> Texto para analizar:
════
Es un ritual que se repite año tras año: el 7 de agosto miles de personas se ponen en camino hacia “San Cayetano”. Sea en Orfila, el Barrio Bancario o La Dormida, no menos que en Liniers.
Si hay mucha gente, se hace fila. Se avanza lentamente con los demás, sean amigos o simples desconocidos. Llegados ante la imagen del Santo, se la toca, se mira el rostro, se musita una plegaria, sea una petición, un agradecimiento o un reconocimiento. No es extraño que la emoción llegue hasta las lágrimas. Nadie se escandaliza ni incomoda. Estos lugares están para eso.
La plegaria suele ir acompañada de otro gesto discreto: una bolsita de supermercado con yerba, azúcar, arroz u otras cosas similares. No se puede rezar con las manos vacías, menos al Santo de la Providencia.
════
> Datos registrados:
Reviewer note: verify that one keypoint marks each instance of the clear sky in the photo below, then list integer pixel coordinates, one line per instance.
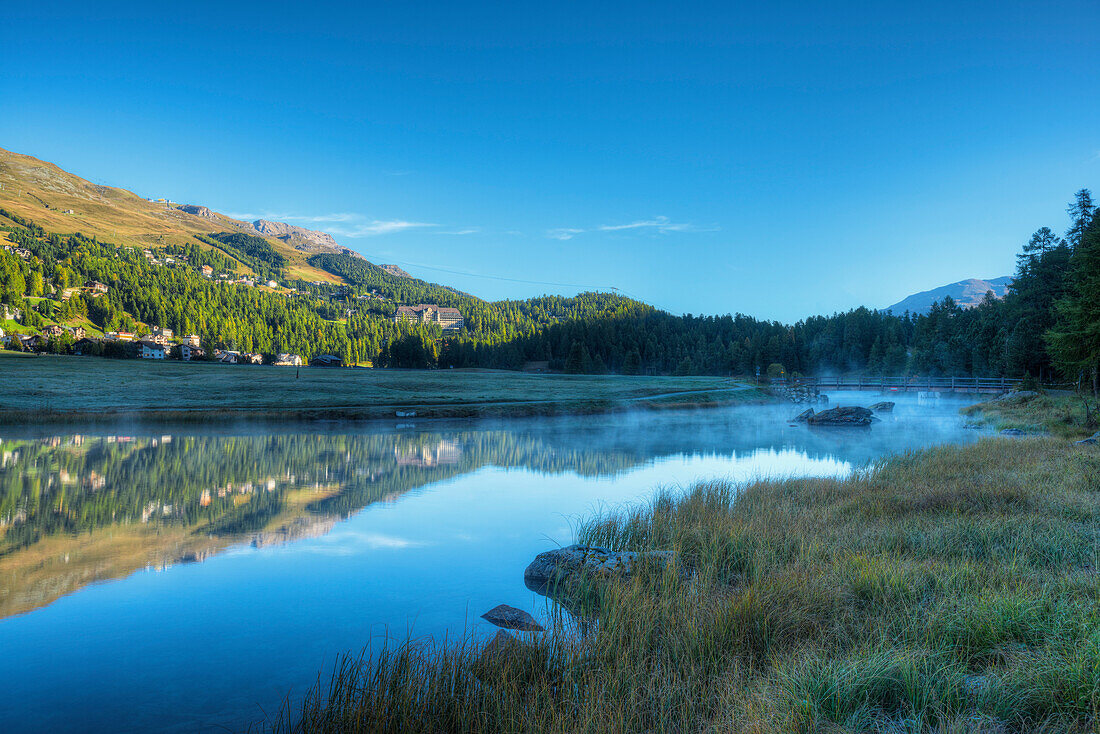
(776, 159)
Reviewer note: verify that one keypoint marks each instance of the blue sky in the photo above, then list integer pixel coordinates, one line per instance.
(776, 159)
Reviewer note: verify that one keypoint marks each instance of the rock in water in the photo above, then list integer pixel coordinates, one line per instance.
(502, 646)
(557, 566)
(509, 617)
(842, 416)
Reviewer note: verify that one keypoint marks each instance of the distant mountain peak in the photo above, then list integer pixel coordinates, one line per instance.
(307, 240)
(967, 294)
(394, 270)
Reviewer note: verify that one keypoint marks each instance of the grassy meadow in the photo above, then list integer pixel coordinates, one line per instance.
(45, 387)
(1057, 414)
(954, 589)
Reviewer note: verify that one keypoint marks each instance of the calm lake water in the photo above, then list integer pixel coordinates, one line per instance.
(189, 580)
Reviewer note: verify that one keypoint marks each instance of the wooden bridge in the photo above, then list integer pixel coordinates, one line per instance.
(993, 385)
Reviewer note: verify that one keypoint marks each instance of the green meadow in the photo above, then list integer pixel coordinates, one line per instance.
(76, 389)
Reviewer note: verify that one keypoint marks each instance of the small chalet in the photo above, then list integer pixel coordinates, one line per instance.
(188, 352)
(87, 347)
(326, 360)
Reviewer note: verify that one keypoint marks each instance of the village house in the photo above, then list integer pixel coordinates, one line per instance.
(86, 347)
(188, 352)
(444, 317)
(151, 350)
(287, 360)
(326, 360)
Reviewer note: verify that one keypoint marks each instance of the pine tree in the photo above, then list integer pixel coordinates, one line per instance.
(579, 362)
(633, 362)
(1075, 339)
════
Resume en dos oraciones el texto sobre la visita a San Cayetano.

> Solución propuesta:
Cada 7 de agosto miles de personas se ponen en camino hacia "San Cayetano", ya sea en Orfila, el Barrio Bancario, La Dormida o Liniers. Allí hacen fila, tocan la imagen del Santo y le dirigen una plegaria, a veces con lágrimas, que suele ir acompañada de una bolsita con yerba, azúcar, arroz u otras cosas similares, porque no se puede rezar con las manos vacías.